• **Location identification items**:
◇ ◇ ◇
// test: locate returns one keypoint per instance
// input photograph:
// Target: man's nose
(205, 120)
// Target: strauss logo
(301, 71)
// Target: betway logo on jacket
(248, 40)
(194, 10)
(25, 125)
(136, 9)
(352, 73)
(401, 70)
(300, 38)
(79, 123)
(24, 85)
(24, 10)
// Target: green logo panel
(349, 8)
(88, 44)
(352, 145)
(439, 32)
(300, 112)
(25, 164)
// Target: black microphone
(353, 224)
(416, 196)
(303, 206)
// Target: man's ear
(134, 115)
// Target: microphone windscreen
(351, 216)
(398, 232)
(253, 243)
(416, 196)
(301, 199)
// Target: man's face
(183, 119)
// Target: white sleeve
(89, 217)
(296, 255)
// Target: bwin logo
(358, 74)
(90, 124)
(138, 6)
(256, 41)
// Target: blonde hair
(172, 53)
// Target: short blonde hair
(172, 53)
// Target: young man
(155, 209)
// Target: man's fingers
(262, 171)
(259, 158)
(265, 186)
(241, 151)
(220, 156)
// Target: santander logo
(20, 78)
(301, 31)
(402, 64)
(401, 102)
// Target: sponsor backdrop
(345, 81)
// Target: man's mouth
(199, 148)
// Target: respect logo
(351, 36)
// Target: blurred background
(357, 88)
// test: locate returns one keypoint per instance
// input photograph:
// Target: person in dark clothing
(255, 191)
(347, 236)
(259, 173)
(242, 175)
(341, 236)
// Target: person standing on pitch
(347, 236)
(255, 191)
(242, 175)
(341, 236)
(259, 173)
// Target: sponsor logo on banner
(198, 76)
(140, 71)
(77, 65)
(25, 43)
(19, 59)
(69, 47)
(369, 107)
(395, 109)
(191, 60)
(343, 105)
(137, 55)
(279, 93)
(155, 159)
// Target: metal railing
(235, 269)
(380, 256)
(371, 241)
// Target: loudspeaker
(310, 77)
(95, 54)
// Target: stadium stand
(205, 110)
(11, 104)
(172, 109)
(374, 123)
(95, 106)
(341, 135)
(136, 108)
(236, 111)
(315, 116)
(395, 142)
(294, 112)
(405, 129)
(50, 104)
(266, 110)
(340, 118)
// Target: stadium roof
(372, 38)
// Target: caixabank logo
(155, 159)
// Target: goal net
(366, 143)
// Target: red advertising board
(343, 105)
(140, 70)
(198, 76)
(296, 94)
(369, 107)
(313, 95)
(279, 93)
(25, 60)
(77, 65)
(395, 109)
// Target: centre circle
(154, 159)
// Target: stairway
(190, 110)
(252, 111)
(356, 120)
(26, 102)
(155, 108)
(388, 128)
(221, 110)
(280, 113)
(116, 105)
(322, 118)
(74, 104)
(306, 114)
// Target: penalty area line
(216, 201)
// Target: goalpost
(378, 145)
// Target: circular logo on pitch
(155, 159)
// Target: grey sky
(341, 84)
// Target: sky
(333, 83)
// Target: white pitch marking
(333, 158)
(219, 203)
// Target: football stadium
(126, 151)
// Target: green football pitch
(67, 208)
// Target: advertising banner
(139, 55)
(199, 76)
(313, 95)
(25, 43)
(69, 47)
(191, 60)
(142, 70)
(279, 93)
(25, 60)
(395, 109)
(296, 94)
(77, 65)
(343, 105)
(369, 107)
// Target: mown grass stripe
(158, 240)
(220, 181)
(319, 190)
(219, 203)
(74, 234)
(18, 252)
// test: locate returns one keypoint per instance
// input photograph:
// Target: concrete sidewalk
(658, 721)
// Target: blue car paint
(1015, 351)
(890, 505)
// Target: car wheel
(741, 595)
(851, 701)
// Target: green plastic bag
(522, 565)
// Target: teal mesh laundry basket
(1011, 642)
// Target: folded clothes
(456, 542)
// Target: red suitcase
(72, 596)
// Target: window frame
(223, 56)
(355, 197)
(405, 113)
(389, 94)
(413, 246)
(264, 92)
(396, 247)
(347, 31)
◇ ◇ ◇
• **STATED EXERCISE**:
Only the lines from the one containing "mown grass stripe" to the end of the data should be printed, exactly as they stand.

• **THE SOLUTION**:
// Target: mown grass stripe
(158, 240)
(220, 181)
(319, 190)
(219, 203)
(74, 234)
(18, 252)
// test: locate returns one keypoint per instance
// input photograph:
// Target: concrete sidewalk
(658, 721)
// Target: blue car paint
(1015, 351)
(890, 505)
// Target: car wheel
(741, 595)
(851, 701)
// Target: green plastic bag
(522, 565)
// Target: teal mesh laundry basket
(1011, 642)
// Target: folded clothes
(456, 542)
// Target: red suitcase
(72, 596)
// Target: window frame
(223, 56)
(355, 197)
(405, 113)
(389, 94)
(413, 246)
(264, 92)
(396, 247)
(347, 31)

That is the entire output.